Work task »
Retype, word for word, each line between the lines holding "Target: white t-shirt" and "Target: building facade", inclusive, and leave the rest of the data alone.

Stored data »
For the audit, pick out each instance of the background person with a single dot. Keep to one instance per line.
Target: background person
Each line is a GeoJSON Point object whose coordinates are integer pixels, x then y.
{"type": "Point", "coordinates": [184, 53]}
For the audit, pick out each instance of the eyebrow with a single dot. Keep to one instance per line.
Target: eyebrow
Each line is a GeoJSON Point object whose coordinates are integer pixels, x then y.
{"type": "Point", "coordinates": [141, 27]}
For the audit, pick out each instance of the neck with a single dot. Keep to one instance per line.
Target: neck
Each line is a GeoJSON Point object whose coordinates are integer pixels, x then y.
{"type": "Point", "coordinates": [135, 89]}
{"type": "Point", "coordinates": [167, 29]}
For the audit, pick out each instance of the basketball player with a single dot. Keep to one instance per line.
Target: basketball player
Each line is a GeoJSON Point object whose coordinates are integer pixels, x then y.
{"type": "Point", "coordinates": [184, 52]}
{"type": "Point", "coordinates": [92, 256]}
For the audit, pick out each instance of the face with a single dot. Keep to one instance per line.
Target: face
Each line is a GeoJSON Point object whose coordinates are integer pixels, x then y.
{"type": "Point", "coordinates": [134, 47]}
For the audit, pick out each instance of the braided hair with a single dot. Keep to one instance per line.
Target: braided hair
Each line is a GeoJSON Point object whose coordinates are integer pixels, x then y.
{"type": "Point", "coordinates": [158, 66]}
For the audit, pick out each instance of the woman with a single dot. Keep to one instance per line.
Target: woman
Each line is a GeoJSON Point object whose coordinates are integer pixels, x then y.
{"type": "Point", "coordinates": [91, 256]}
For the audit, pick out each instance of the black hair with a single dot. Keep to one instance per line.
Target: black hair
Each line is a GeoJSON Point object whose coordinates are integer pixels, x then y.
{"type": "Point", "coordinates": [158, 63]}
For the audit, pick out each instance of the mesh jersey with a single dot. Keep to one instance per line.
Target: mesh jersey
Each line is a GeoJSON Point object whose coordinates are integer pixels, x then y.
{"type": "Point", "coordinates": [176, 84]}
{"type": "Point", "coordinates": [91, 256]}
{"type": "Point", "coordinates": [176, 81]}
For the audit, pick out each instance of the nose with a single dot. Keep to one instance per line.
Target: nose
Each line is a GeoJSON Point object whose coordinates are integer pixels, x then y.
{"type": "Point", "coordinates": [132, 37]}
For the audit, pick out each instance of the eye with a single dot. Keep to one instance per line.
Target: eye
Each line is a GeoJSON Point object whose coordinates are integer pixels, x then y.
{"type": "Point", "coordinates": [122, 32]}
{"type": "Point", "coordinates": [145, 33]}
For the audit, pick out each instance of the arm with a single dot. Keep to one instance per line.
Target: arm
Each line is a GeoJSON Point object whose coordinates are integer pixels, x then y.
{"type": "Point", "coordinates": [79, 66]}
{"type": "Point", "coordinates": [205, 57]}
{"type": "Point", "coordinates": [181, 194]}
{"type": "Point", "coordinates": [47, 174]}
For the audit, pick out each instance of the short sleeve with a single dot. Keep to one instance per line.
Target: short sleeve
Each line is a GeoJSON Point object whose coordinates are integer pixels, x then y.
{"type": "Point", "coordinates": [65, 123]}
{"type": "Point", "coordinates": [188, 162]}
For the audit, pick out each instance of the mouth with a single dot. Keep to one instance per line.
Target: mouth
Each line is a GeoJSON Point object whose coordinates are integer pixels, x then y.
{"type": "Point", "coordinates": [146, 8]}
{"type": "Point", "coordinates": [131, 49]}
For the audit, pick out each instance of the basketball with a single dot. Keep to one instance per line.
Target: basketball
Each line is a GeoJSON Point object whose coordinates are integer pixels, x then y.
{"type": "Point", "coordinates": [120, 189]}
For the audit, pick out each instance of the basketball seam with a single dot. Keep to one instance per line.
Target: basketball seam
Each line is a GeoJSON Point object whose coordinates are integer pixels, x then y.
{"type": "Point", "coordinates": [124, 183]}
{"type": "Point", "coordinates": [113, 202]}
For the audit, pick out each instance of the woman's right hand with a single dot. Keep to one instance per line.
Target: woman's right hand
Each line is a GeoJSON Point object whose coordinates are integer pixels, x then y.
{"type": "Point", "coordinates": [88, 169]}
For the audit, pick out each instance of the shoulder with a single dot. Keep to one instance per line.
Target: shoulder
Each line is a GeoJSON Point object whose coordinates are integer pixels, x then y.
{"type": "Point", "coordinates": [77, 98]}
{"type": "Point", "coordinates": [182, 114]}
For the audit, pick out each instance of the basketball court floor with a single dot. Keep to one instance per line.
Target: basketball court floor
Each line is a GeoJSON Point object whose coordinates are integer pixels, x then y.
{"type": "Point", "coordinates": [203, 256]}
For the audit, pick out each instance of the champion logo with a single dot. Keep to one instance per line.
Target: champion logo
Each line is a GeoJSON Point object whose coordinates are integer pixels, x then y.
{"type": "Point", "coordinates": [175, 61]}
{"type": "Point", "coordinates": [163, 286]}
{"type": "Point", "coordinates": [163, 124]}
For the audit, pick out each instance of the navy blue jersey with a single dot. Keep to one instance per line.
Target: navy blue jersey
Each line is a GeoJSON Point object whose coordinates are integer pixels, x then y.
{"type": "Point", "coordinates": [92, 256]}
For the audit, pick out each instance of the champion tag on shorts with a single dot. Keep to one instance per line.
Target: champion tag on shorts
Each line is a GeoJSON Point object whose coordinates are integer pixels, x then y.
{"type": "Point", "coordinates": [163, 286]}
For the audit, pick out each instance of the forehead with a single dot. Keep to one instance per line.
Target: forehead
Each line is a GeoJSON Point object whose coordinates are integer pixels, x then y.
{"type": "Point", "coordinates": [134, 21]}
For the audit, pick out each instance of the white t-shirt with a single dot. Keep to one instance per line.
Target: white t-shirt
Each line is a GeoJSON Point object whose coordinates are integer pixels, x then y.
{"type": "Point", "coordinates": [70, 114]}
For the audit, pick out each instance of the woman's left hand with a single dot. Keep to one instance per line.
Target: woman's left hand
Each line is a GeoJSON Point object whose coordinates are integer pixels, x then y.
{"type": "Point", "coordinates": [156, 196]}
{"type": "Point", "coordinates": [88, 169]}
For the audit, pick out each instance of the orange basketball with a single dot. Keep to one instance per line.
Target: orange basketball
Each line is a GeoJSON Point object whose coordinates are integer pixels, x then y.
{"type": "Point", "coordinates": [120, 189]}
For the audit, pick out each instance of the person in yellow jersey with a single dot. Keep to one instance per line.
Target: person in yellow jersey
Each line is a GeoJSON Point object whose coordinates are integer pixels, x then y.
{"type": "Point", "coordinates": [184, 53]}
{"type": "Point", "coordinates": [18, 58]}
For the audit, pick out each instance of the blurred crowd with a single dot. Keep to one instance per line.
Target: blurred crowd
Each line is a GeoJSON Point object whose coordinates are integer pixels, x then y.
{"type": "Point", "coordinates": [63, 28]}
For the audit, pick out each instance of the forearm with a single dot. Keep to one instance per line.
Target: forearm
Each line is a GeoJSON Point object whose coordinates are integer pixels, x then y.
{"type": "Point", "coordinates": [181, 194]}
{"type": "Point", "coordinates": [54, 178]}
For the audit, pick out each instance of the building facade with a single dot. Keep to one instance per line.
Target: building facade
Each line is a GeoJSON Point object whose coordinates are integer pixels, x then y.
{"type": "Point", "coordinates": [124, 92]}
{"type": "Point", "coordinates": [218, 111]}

Task output »
Target: white t-shirt
Each line is a GeoJSON Point object whose coordinates are integer pixels, x then y.
{"type": "Point", "coordinates": [70, 114]}
For the audit, pick out each instance of the woman's left hand with a single dot. Keep to one instance per line.
Target: woman's left hand
Each line is a GeoJSON Point object whose coordinates are integer pixels, x then y.
{"type": "Point", "coordinates": [156, 196]}
{"type": "Point", "coordinates": [88, 169]}
For the audit, pick out each instance of the orange basketball with a single dot. Keep to one instance per line.
Target: orange basketball
Each line is a GeoJSON Point object whose coordinates are integer pixels, x then y.
{"type": "Point", "coordinates": [120, 189]}
For the audit, pick out each instance of the person in yellow jersey with a single dot. Keep to one instance per line.
Target: person in yellow jersey
Each line is a GeoJSON Point object whose coordinates are integer pixels, x then y.
{"type": "Point", "coordinates": [184, 53]}
{"type": "Point", "coordinates": [18, 58]}
For the audit, pick out each instance of the blurred crowd with a single dot. Keep to one instance per line.
Target: blurred crowd
Each line is a GeoJSON Point object whose coordinates are integer pixels, x then y.
{"type": "Point", "coordinates": [63, 28]}
For the audit, pick out each instance of the forearm with a single dot. Keep to one instance per line.
Target: forearm
Each line is a GeoJSON Point object whose coordinates are integer pixels, x then y.
{"type": "Point", "coordinates": [181, 194]}
{"type": "Point", "coordinates": [54, 178]}
For the audit, pick out each instance of the building facade with a single dot. Keep to one instance per line.
Target: building facade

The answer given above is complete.